(Position annotation records)
——

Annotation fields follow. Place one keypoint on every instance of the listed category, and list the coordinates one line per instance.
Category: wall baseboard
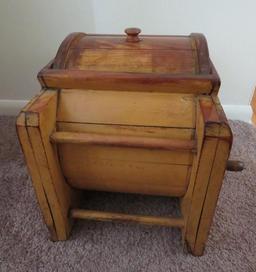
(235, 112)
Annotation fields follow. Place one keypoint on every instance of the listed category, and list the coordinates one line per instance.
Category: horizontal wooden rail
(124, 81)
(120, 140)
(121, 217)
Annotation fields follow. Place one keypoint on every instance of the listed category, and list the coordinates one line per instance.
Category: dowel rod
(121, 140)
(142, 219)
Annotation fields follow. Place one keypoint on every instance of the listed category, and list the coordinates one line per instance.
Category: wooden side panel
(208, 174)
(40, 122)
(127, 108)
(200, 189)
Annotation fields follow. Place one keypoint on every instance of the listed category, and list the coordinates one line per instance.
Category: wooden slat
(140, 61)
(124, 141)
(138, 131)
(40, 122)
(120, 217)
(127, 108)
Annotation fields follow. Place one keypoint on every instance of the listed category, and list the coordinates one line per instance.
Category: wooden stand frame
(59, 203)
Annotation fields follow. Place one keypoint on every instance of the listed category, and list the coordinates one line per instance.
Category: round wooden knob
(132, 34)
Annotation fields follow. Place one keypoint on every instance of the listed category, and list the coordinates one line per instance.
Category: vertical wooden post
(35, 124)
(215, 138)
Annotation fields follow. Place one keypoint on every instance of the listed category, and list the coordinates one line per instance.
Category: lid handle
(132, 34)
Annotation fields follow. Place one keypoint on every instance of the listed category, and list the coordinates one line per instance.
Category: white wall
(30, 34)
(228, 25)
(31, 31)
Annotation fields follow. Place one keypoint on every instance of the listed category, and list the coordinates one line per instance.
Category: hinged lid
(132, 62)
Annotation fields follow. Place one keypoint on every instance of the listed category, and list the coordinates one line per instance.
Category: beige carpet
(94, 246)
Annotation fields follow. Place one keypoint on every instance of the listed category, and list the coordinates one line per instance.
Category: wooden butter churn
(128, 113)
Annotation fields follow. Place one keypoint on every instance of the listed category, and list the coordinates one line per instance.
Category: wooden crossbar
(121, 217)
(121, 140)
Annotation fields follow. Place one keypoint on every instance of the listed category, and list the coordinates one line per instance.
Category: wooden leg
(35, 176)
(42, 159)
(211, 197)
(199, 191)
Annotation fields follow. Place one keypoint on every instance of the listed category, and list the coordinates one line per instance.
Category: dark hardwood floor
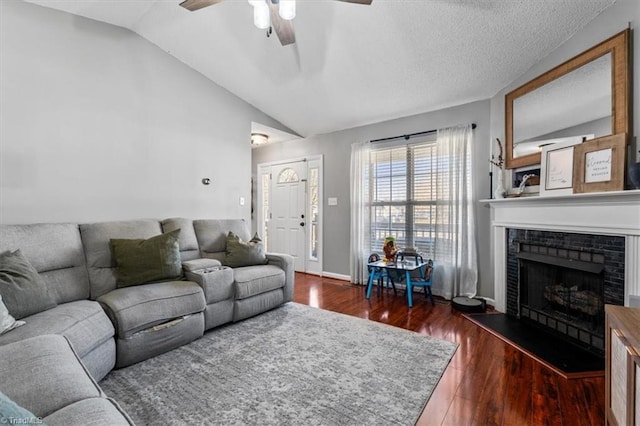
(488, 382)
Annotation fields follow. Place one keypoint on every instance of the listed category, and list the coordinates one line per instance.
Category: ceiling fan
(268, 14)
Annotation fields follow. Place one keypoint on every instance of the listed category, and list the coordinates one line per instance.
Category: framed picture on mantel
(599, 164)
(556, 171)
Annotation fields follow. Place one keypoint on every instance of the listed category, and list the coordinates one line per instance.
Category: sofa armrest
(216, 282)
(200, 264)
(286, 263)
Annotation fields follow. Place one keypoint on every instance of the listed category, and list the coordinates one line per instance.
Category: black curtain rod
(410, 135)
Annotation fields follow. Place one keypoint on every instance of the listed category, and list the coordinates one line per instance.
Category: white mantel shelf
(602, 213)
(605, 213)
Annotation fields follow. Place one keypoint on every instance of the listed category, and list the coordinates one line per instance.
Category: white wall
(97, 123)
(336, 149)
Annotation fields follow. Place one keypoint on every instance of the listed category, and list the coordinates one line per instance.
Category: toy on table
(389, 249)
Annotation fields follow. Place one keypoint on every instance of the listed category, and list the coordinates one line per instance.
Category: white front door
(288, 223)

——

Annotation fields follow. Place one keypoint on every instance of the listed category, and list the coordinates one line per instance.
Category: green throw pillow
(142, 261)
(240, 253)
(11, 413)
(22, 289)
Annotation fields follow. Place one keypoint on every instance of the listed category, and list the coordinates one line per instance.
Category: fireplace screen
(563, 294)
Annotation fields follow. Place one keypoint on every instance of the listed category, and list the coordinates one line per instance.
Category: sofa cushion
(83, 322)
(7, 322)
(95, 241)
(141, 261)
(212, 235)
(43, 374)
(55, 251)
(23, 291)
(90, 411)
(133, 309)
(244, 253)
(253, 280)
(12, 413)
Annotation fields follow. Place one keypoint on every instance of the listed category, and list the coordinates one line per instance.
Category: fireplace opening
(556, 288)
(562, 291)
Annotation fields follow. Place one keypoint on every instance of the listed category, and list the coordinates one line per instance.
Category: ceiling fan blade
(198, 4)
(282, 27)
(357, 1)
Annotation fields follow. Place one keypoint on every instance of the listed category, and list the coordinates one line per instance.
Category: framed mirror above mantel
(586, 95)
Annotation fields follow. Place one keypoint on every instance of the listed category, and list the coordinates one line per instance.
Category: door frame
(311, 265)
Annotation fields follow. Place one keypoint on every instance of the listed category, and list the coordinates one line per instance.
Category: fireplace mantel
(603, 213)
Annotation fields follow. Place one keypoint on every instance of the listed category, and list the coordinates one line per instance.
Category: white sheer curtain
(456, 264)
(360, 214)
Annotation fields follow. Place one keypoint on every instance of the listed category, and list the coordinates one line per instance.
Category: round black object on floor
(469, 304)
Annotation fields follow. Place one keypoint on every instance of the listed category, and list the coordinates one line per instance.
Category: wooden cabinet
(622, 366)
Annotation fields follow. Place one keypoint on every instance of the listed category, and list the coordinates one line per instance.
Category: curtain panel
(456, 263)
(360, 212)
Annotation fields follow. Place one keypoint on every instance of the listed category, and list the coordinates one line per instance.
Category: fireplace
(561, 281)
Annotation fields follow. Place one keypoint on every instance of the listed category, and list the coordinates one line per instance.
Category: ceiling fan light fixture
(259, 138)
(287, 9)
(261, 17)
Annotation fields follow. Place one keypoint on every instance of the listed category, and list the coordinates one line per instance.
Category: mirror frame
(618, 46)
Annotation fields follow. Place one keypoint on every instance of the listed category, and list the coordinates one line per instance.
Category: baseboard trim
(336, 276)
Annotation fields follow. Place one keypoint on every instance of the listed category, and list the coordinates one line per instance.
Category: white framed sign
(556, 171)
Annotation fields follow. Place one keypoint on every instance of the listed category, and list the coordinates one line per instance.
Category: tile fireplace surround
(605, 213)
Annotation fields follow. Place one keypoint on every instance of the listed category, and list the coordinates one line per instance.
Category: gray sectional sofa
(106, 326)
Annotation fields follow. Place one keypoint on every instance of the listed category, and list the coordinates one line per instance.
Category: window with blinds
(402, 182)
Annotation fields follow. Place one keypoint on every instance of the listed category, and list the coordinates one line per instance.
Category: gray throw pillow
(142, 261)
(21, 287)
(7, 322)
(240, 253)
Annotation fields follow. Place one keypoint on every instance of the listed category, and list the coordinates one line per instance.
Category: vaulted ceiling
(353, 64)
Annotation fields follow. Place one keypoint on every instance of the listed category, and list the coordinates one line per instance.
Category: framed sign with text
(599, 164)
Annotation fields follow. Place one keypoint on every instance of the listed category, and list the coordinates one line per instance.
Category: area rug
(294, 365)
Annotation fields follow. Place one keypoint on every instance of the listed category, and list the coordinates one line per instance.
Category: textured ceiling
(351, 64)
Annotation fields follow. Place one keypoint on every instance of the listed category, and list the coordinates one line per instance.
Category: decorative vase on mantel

——

### What the exercise asks:
Locate each line in the entries above that contains the string "curtain", and copy those lines.

### Output:
Category: black curtain rod
Category: white sheer curtain
Category: curtain panel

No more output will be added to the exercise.